-- Start INFORMATION GIVEN --

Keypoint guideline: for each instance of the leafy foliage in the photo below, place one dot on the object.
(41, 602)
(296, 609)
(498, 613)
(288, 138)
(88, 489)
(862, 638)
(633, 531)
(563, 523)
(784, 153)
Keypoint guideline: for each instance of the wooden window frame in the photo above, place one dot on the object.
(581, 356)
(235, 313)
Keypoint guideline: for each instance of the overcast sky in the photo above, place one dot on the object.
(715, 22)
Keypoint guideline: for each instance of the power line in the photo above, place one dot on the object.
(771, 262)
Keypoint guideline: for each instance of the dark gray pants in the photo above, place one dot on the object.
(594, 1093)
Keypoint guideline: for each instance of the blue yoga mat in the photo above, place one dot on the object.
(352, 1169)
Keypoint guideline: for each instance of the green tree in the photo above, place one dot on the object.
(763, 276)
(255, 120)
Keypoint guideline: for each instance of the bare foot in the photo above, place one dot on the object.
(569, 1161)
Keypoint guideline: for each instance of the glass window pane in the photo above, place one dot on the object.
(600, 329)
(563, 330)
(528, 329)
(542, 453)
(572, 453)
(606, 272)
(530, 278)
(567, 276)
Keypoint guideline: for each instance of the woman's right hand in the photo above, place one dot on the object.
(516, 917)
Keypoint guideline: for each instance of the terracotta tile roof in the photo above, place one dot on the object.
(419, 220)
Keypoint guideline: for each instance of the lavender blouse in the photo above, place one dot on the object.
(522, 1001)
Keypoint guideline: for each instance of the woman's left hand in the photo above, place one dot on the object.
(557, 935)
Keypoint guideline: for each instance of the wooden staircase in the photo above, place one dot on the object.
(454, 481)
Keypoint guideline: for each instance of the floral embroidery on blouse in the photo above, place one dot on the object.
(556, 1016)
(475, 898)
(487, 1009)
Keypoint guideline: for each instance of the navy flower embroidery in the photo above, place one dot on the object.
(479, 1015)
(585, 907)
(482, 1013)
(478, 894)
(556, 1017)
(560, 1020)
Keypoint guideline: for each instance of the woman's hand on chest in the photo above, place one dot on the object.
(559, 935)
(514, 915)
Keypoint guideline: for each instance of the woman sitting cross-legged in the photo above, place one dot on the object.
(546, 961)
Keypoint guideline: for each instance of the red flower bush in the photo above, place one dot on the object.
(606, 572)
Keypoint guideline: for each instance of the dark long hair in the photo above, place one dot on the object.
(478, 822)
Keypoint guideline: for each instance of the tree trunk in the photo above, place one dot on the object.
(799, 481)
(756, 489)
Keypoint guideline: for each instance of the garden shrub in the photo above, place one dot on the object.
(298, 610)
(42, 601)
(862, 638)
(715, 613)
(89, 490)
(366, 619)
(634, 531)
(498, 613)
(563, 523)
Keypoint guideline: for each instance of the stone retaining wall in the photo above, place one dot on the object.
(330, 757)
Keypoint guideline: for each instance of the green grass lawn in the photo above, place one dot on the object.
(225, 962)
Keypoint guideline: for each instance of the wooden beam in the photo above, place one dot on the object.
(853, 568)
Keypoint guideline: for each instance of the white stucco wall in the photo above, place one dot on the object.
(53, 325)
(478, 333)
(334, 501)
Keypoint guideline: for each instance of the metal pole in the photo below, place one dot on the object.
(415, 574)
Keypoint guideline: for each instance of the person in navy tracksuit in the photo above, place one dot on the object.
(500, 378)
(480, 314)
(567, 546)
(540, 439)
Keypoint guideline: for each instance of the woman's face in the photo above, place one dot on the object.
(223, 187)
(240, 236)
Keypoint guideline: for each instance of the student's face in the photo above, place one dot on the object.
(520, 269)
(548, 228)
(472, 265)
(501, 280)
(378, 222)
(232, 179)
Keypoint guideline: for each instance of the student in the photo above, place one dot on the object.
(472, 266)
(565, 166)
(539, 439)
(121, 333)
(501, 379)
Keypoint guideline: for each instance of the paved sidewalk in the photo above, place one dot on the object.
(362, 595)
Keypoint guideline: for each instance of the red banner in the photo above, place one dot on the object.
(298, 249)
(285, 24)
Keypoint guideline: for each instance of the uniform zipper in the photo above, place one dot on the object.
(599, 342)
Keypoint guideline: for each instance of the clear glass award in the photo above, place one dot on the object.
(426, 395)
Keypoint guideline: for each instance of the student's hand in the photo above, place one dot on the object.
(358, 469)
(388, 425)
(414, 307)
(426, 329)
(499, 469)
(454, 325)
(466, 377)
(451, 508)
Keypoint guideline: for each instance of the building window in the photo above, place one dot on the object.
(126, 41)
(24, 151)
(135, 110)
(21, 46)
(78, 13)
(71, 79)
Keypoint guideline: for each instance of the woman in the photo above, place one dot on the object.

-- End INFORMATION GIVEN --

Above are the records; retype them all without a single difference.

Keypoint guideline: for each instance of the leafy foliage in the photo below, place one dot on the object.
(41, 602)
(296, 609)
(498, 613)
(288, 138)
(88, 489)
(862, 638)
(633, 531)
(563, 523)
(784, 153)
Keypoint guideline: for each instance of the wooden window frame in the photo above, place one dot on the object.
(581, 356)
(235, 313)
Keypoint guideline: for each instance of the overcast sky in the photo above, place one dot on the object.
(715, 22)
Keypoint guideline: for each instance of the power line in the photo above, place one dot on the object.
(771, 262)
Keypoint guideline: for each instance of the dark gray pants in the photo above, place one dot on the object.
(594, 1093)
Keypoint guideline: for each instance of the blue yoga mat in the photo above, place one dot on the object.
(352, 1169)
Keypoint guideline: for each instance of the green tree in the photo above, place one dot on the object.
(763, 276)
(255, 120)
Keypoint guideline: for each instance of the bare foot in the photo above, place one dot on the object.
(569, 1161)
Keypoint guideline: for each instance of the glass window pane in the photo above, place one dot on the object.
(600, 329)
(563, 330)
(528, 329)
(542, 453)
(572, 453)
(606, 272)
(530, 278)
(567, 276)
Keypoint guideline: for each instance of the woman's right hand in the photo above, place one dot on the object.
(516, 917)
Keypoint guideline: for each instance of the terracotta tile roof in the photo above, place one dot on the object.
(419, 220)
Keypoint guideline: for each instance of the lavender blouse in the photo above, place one dot on the object.
(522, 1001)
Keypoint guideline: for each instance of the woman's left hand in the photo above, place one dot on the object.
(557, 935)
Keypoint guideline: for each instance of the wooden staircase in the photo above, place one dot on the object.
(454, 481)
Keypoint guideline: for each instance of the floral embroidery on blouse in the photo above, place one dot on the object.
(556, 1016)
(475, 898)
(487, 1009)
Keypoint guideline: for each instance of the navy flower embroidery in the photo above, place one dot on the object.
(479, 1015)
(585, 907)
(482, 1013)
(478, 894)
(556, 1017)
(560, 1020)
Keypoint guideline: for each instance of the woman's hand on chest in the photo above, place one dot on the object.
(559, 935)
(514, 915)
Keypoint guideline: for each instance of the woman sitting cross-legged in the photo above, place one dot on the object.
(546, 961)
Keypoint guideline: for each instance of the red flower bush in the photo above, place one dot on the object.
(606, 572)
Keypoint guideline: for each instance of the dark long hair in the photo above, place one dot on the object.
(478, 822)
Keypoint guideline: for each instance of the tree trunk in the photo above, place one dot on the object.
(799, 481)
(756, 489)
Keypoint guideline: for each instance of the garden shrub in the photo above, place one dot on the object.
(298, 610)
(42, 601)
(862, 638)
(715, 613)
(89, 490)
(366, 619)
(634, 531)
(498, 613)
(563, 523)
Keypoint guideline: for each instance of the stone retaining wall in the photo above, place one dot on the object.
(330, 757)
Keypoint guideline: for each instance of the green grass lawn in the photo above, place one dot on the object.
(225, 962)
Keypoint guideline: for each instance of the wooden beam in the photo above, place one dot on the object.
(853, 568)
Keypoint guideline: for each instance of the white stucco wall in the photo above, place one dot on the object.
(53, 325)
(478, 333)
(334, 501)
Keypoint guideline: for each instance of the metal pole in the photo below, place one dot on the object.
(415, 574)
Keypoint guideline: for each instance of the person in navy tracksuit in the photo above, place one dot on the object.
(500, 378)
(480, 314)
(567, 546)
(540, 439)
Keypoint guideline: for each instance of the woman's face in the photo above, place one dot on the object.
(223, 187)
(240, 236)
Keypoint guideline: for each instance of the student's face in the photo above, place one dot on the object.
(520, 269)
(548, 228)
(472, 265)
(501, 280)
(378, 222)
(232, 179)
Keypoint guideline: for each instance of the student in the photo above, place one dot on the object.
(472, 266)
(565, 166)
(539, 439)
(121, 333)
(501, 379)
Keypoint guideline: for each instance of the paved sidewalk in the photo above, place one dot on the object.
(362, 595)
Keypoint guideline: for each instance of the red banner in the photo above, place one dot on the object.
(298, 249)
(285, 24)
Keypoint guideline: for each instance of the uniform zipper in the photo above, place one dot on the object.
(599, 342)
Keypoint guideline: for each instance of the clear glass award in the photo above, place one dot on the object.
(426, 395)
Keypoint guideline: for each instance of the student's hand in the photo above, place one dot on the object.
(358, 469)
(388, 425)
(414, 307)
(426, 329)
(499, 469)
(454, 325)
(466, 377)
(451, 508)
Keypoint guideline: for each instance of the building window in the photo above, place one dot on the object.
(126, 41)
(24, 151)
(135, 110)
(21, 46)
(78, 13)
(71, 79)
Keypoint guideline: for each instance of the woman in the photo above, place one dot on the object.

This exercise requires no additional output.